Il Metaverso, con la sua tridimensionalità, deriva infatti da un percorso tanto veloce, quanto rivoluzionario, intrapreso a partire dall’anno 2004, anno che, come pietra miliare per la società contemporanea, segna la nascita del primo social network, Facebook, destinato a cambiare gli archetipi dei rapporti interpersonali del nostro tempo.

L’origine del social, che è già storia, ad opera di un visionario studente di psicologia, nonché abile programmatore dell’Università di Harvard, Mark Zuckerberg, si è resa possibile perché, in quegli anni, la tecnologia aveva compiuto l’enorme evoluzione dal web 1.0 al web 2.0.

Il primo tipo di web, l’1.0, detto statico, che prese vita nel 1991 permise la realizzazione delle prime piattaforme, consentendo una pionieristica navigazione in Rete ad un’élite di tecnici, di sperimentatori e avanguardisti sociali, i quali potevano visionare i contenuti immessi nei siti e acquistarne i prodotti, senza però alcuna possibilità di interazione tramite Internet.

# [Esercizio scritto 1]
Elenca tutte le righe dell'elenco sotto in cui compare la stringa "sliding", copiandole una per una.

# [Dati registrati]
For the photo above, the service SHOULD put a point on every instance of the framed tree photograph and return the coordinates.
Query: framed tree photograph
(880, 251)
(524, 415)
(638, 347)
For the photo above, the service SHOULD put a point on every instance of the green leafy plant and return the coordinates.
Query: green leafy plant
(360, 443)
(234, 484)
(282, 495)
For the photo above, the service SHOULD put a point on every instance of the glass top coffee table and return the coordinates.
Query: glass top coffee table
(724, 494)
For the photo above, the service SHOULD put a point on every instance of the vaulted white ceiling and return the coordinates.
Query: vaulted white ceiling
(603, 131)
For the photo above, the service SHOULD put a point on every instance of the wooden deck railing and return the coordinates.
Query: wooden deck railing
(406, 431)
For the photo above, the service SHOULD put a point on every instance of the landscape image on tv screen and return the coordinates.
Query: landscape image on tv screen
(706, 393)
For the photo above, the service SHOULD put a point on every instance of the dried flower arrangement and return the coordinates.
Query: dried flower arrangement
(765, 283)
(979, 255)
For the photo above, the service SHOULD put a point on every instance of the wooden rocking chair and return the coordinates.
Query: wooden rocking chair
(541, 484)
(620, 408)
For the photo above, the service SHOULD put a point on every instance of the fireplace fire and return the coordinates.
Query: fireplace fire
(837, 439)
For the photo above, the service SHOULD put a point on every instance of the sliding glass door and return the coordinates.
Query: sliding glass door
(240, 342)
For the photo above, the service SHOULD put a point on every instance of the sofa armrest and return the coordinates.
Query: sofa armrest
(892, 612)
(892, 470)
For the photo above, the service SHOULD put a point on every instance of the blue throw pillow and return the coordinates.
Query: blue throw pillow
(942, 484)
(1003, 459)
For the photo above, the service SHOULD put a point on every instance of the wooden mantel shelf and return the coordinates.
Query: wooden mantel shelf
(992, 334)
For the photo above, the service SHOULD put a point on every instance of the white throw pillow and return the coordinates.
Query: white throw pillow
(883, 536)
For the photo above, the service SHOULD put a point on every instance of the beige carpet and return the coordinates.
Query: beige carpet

# [Esercizio scritto 2]
Riscrivi il brano sul Metaverso tra "L’origine del social, che" e "al web 2.0.", estremi inclusi, mettendo "allievo" al posto di "studente".

# [Soluzione 1]
For the photo above, the service SHOULD put a point on every instance of the sliding glass door and return the coordinates.
Query: sliding glass door

# [Soluzione 2]
L’origine del social, che è già storia, ad opera di un visionario allievo di psicologia, nonché abile programmatore dell’Università di Harvard, Mark Zuckerberg, si è resa possibile perché, in quegli anni, la tecnologia aveva compiuto l’enorme evoluzione dal web 1.0 al web 2.0.